#### Texto mostrado:
<<<<

De todas formas cuando llegue la paz, que llegará, sólo merecerá ese nombre si viene de la mano del derecho, con el castigo de los responsables de los delitos cometidos; y mediante un juicio justo con todas las garantías, entre las que se incluye la aplicación de un sistema penitenciario enormemente humanizado. Pero si no llega así, la paz no podrá recibir ese nombre, porque sólo el derecho es el instrumento civilizador con el que se reparan las situaciones de injusticia. Hemos suprimido la pena de muerte pero ellos han matado; hemos proclamado las libertades pero ellos las niegan a los demás. Nosotros usamos la voz y la palabra; ellos la muerte y el desorden.
Las víctimas de su vesania no son una leyenda que pueda construirse para hacer bonito el pasado. La historia de las víctimas del terrorismo en democracia es la historia de crímenes que sólo se corrigen y reparan como los demás crímenes. Lo contrario, insisto, es dar la razón a los que no tenían ni tienen más razón que la fuerza, y asumir que para algunos criminales no reza ese “imperio de la ley y el derecho” que la Constitución proclama.
Otra cuestión que preocupa y siembra inquietud. Vivimos un momento delicado en el que la propuesta de un nuevo Estatuto para Cataluña ha irrumpido en la vida de los ciudadanos corrientes extendiendo su trascendencia mucho más allá del foro político.
Aunque se me podrá decir que me adentro en el terreno pantanoso de la política en el que las soluciones han de buscarse a través del sistema de partidos que articula el pluralismo, cuando se comparece en una tribuna pública como ésta, tan prestigiosa, y se tiene la responsabilidad de representar a una profesión, por sí misma plural, hay que hacer frente a esa responsabilidad con todo respeto para el foro de la política, pero también con la claridad con la que percibimos la inquietud social aquellos que como los abogados y los jueces convivimos día a día con las patologías cívicas.
No he visto dictámenes jurídicos que respalden la conformidad del proyectado Estatuto de Cataluña con la Constitución. Y las Constituciones han pasado ya de ser meras proclamaciones de derechos y buenos propósitos a ser, como ahora son, como es la nuestra, ley suprema cuyo cumplimiento es exigible ante los mecanismos ordinarios de justicia. Así que si el Estatuto no se ajusta a la Constitución, y me parece prácticamente unánime esa opinión, y entre juristas no es fácil la unanimidad, es inevitable preguntarse por qué tenemos los españoles que ver incrementadas nuestras inquietudes diarias con un proyecto normativo que no se ajusta a la Constitución y que puede llegar a cambiar nuestras vidas sin que se estén siguiendo los pasos para que este cambio sea posible.

>>>>

#### Sección de datos:
<<<<

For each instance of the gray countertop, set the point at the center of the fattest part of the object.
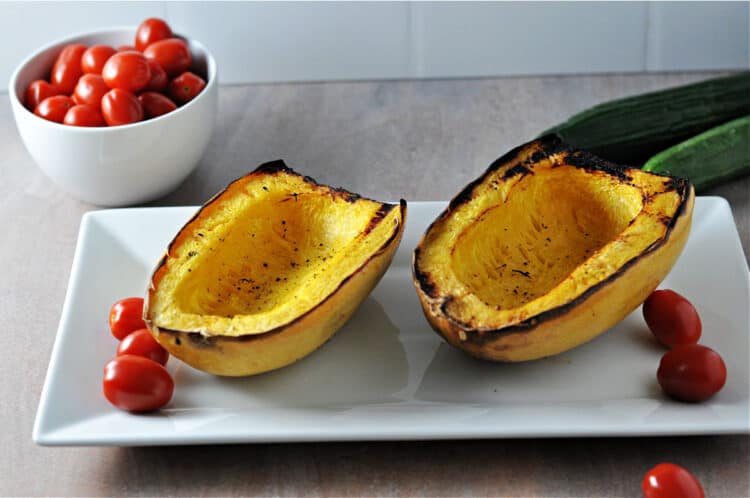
(420, 140)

>>>>

#### Partes del ejercicio:
a. En el texto sobre la paz y el Estatuto de Cataluña, ¿cuál es el único instrumento civilizador con el que se reparan las situaciones de injusticia?
b. Prosigue el texto sobre la paz y el Estatuto de Cataluña a partir de su última oración.
El listado es material aparte y no guarda relación con el texto.

#### Las respuestas:
a. Sólo el derecho.

b.
Ya sé que tal como están las cosas no quedará más remedio que reconducir esta situación, que facilitar la recomposición del mapa normativo amenazado; que restañar y curar las heridas que causaría a la Constitución un proyecto discordante que tal como está no es digerible, y que para serlo necesita de profunda cirugía que o conduce a incumplir la Constitución o a llevar la contraria a los autores del Proyecto. Saldremos, claro está, de esta situación. Y habrá de restablecerse el pleno imperio de la norma constitucional ahora tan vivamente inquietada. Tendremos que superar la amargura de haber sentido, desde la mayoría silenciosa, el ariete doloroso del intento de imponernos un trágala minoritario. La sociedad española ha estado a la altura de muy graves situaciones, también en democracia, porque las complicaciones nunca faltan. Nuestra fe en la democracia tiene ahora que reforzarse para encomendar al sistema democrático que evite la consolidación del entuerto. La ley de leyes ha recibido con este asunto la visita de un huracán impensado que ha sorprendido a los meteorólogos políticos. El edificio constitucional claro que resistirá, pues está y estamos preparados para ello. Pero ahora hay que volver a empezar, en cierto modo, con el trabajo de buscar la comprensión recíproca entre todos los españoles, de cualquier rincón de nuestra geografía. Y esa comprensión estaba bien cimentada, aunque tuviera problemas.
Desde luego, tendremos que superar, escapando de ella, la alternativa a la que se nos somete. Porque ahora resulta que si gusta el Estatuto, se es demócrata. Y si no complace, se es anticatalanista y no se es demócrata. Lo cual demuestra lo perverso de una situación en la que estamos quienes como yo vivimos voluntariamente sometidos a la Constitución, felizmente en democracia y sin ser, ni por asomo anticatalanistas. Tiene que ser posible ser respetuoso con esas coordenadas. Pero tenemos que ser respetuosos todos, y por eso hasta los más convencidos nacionalistas también deben respetar la Constitución ?y promover su cambio si no les gusta?; también deben ser demócratas y también convencer y respetar a las mayorías.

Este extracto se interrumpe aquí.